*Your objective*.
Look for the line containing "Where can the wikimapia" in the listing below. Retype that line and every subsequent line through the last one, and only those.

*Given records*.
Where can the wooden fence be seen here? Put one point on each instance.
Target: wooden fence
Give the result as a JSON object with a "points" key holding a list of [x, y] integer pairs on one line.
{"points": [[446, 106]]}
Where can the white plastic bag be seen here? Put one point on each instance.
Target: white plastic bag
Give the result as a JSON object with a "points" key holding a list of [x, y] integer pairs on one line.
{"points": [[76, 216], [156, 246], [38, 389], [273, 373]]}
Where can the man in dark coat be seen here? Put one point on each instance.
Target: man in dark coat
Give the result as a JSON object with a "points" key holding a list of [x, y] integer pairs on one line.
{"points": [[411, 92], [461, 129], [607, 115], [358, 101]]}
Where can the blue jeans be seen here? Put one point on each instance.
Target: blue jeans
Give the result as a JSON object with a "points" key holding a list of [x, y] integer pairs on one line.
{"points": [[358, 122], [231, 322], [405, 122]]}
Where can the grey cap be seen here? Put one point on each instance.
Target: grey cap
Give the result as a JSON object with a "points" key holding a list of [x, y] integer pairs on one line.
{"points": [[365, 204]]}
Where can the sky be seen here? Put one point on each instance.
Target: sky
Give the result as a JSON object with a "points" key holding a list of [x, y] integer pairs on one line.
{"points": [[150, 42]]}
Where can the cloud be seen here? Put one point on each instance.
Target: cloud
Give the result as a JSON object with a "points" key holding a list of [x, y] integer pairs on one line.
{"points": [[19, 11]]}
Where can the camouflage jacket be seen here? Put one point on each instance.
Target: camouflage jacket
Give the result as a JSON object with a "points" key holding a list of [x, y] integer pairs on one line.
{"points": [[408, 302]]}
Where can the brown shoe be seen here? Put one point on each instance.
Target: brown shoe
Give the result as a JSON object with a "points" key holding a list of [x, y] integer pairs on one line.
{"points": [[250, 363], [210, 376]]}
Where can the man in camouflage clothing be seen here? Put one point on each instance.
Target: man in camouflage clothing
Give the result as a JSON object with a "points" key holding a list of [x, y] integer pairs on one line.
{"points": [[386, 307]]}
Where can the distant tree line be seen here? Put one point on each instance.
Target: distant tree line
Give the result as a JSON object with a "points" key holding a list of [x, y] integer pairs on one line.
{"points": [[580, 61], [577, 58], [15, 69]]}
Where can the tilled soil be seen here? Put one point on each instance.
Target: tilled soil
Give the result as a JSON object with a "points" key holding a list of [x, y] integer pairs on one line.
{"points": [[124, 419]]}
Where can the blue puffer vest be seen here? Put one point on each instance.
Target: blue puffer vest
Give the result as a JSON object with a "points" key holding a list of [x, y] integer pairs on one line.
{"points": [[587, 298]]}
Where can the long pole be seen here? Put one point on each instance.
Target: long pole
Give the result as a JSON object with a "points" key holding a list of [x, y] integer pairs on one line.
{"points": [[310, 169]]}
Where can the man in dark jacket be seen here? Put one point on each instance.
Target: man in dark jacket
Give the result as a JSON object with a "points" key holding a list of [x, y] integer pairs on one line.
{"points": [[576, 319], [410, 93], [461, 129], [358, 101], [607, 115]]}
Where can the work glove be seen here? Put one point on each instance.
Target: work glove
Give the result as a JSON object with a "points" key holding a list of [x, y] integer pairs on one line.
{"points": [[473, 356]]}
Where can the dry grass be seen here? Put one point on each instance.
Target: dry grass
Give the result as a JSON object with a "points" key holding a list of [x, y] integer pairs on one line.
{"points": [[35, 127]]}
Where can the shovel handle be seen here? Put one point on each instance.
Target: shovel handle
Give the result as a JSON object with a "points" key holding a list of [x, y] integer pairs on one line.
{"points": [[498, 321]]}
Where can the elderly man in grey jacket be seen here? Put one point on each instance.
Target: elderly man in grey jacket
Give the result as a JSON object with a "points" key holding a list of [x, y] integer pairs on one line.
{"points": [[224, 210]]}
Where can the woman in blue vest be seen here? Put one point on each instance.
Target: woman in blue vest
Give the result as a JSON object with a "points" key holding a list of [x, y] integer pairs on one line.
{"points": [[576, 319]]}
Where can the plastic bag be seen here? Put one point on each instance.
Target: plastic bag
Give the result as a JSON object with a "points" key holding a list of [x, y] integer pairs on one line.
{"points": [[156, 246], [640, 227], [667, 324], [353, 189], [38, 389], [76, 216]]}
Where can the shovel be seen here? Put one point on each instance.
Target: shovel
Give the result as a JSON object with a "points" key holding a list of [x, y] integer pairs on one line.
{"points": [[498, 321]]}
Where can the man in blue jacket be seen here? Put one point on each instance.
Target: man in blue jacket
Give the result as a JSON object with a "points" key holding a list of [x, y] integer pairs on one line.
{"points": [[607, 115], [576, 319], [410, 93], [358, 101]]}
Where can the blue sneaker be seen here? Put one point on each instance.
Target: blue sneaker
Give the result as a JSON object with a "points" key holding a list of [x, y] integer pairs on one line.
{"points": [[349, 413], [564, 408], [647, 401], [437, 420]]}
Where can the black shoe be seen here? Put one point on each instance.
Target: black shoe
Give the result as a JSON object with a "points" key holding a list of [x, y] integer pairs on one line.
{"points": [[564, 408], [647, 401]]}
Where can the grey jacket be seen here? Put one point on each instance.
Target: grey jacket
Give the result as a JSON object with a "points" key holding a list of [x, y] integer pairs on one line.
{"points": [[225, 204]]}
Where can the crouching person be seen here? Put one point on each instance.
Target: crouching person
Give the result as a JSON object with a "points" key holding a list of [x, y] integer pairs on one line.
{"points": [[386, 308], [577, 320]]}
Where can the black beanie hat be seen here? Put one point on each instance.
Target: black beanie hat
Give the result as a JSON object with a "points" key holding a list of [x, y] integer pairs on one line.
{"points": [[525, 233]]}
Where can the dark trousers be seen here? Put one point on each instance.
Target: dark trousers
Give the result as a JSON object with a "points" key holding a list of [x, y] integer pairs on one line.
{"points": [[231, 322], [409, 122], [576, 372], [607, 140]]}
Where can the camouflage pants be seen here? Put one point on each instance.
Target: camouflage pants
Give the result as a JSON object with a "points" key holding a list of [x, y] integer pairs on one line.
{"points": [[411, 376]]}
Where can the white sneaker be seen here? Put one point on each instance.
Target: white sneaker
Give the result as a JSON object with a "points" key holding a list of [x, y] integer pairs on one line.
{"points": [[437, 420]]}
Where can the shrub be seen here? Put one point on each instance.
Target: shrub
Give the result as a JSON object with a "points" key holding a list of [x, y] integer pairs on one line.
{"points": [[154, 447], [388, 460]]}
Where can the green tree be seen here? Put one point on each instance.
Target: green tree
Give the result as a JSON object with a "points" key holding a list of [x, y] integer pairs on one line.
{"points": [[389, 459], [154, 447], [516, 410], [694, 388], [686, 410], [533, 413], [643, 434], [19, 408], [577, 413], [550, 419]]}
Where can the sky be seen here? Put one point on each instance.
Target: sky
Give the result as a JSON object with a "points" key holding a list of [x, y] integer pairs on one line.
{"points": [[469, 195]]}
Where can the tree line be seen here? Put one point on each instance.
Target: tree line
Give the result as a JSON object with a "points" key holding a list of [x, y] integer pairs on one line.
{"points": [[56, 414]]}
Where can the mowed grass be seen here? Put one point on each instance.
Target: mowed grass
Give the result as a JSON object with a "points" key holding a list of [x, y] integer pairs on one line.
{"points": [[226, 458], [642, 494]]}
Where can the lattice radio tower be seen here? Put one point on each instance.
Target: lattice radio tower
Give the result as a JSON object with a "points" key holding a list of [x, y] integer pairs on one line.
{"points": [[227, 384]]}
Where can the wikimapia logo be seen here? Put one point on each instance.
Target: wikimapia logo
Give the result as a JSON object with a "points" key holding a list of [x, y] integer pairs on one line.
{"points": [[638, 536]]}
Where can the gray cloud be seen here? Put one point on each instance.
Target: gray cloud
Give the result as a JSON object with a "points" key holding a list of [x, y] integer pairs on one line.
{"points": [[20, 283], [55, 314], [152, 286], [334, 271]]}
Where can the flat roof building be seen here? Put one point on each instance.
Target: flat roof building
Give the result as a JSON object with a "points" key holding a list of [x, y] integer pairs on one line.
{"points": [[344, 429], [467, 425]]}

*Completed task*.
Where can the wikimapia logo be seen here? Put one point on each instance.
Target: wikimapia logo
Give the result as a JSON object with a "points" key holding a list of [x, y] integer pairs on one line.
{"points": [[638, 536]]}
Where can the gray cloud be seen here? Put one point on each instance.
Target: gray cloud
Give the result as a JSON object with a "points" key holding a list of [x, y] integer pairs on one line.
{"points": [[20, 283], [55, 314], [152, 286], [334, 271]]}
Where can the flat roof building be seen here? Put one point on each instance.
Target: flat roof building
Give the result as a JSON object with a "points" key holding a list of [x, y] integer pairs on one line.
{"points": [[344, 429], [467, 425]]}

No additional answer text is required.